→ Study text:
Abstract
Purpose :
Depth information can be extracted from small retinal disparities (fine stereopsis) and from large disparities that give rise to diplopia (coarse stereopsis). Previously, we showed retrospectively that some children with strabismus have intact coarse stereopsis when fine stereopsis is disrupted, and these children have better ocular alignment after strabismus surgery. Here we describe a prospective study to assess three pre-surgical measures that may predict ocular alignment after strabismus surgery: fine stereopsis, coarse stereopsis, and global motion thresholds, all of which have been shown to be sensitive to disruption of binocular vision.
Methods :
Eleven children aged 4-14 years were assessed before and 4-15 months after alignment surgery. Depth-discrimination accuracy (nearer/farther) was measured for cartoon characters relative to a 0-disparity reference frame. 3D stimuli were presented using shutter glasses, with disparities categorized as fine (0.02, 0.17, 0.67 deg) or coarse (2.0, 2.5, 3.0 deg), based on previous work. The stimuli were aligned for each child and presented 20 times per disparity in random order. Global motion direction-discrimination (left/right) coherence thresholds were measured using a staircase procedure. The clinical outcome measure was ocular alignment (prism diopters) after surgery.

→ Dataset excerpts:
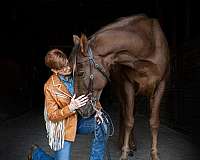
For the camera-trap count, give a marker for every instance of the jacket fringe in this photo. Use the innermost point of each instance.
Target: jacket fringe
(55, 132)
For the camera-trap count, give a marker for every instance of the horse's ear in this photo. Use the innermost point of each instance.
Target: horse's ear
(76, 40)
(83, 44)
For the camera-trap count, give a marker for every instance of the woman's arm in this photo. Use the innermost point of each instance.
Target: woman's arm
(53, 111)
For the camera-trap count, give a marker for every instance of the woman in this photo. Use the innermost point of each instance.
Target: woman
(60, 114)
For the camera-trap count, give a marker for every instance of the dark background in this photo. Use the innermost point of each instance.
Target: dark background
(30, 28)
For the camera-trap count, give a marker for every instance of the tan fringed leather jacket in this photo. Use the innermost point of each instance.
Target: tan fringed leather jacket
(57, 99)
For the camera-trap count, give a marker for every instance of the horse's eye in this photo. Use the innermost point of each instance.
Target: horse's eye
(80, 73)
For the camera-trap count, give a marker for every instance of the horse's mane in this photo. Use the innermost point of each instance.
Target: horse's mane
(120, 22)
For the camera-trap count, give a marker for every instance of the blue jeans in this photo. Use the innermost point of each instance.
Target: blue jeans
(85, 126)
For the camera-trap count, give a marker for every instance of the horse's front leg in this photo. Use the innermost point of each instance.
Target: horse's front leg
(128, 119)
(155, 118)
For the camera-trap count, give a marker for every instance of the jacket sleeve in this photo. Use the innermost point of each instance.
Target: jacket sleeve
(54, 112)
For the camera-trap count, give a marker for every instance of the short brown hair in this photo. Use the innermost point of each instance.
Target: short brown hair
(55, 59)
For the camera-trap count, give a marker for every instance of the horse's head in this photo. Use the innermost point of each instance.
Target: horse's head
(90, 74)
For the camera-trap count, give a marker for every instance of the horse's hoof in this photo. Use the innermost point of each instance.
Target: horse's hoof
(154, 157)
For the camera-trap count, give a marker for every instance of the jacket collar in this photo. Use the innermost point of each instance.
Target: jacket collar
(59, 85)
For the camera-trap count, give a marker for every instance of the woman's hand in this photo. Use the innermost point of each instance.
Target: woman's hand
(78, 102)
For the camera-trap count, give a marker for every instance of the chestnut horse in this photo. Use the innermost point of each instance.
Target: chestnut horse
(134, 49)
---
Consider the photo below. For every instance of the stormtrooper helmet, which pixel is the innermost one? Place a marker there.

→ Directions:
**A.** Turn the strabismus abstract's paragraph beginning "Eleven children aged 4-14 years" into a short bulleted list that keeps its main facts.
**B.** Write the next part of the strabismus abstract, picking up after its final sentence.
The material above is separate from the strabismus abstract and unrelated to it.

→ Results in order:
**A.**
- Eleven children, aged 4-14, were tested before surgery and again 4-15 months after alignment surgery.
- Depth discrimination (nearer/farther) was measured for cartoon characters against a 0-disparity reference frame.
- 3D stimuli were shown through shutter glasses, with fine disparities (0.02, 0.17, 0.67 deg) and coarse disparities (2.0, 2.5, 3.0 deg).
- Stimuli were aligned for each child and shown 20 times per disparity in random order.
- Global motion direction-discrimination (left/right) coherence thresholds were found with a staircase procedure.
- The clinical outcome was ocular alignment after surgery, in prism diopters.

**B.**
Results :
Prior to surgery, depth-discrimination accuracy in the fine disparity range was near chance in all children regardless of post-surgical alignment. In the coarse disparity range, the association between pre-surgical depth-discrimination accuracy and post-surgical alignment was large (r = -0.65): children with higher accuracy showed smaller misalignment after surgery. For pre-surgical motion direction-discrimination, children with lower thresholds (better performance) showed smaller misalignment after surgery (r = 0.82). The association between coarse depth discrimination and motion direction discrimination prior to surgery was moderate (r = -0.47).
Conclusions :
Our preliminary findings suggest that coarse, but not fine, stereoscopic performance may be useful for predicting ocular alignment outcomes after strabismus surgery. Coarse stereopsis matures before fine and may be important for coordinated binocular eye movements. Future research will determine if pre-surgical global motion perception provides independent information for predicting alignment outcomes.
This abstract was presented at the 2022 ARVO Annual Meeting, held in Denver, CO, May 1-4, 2022, and virtually.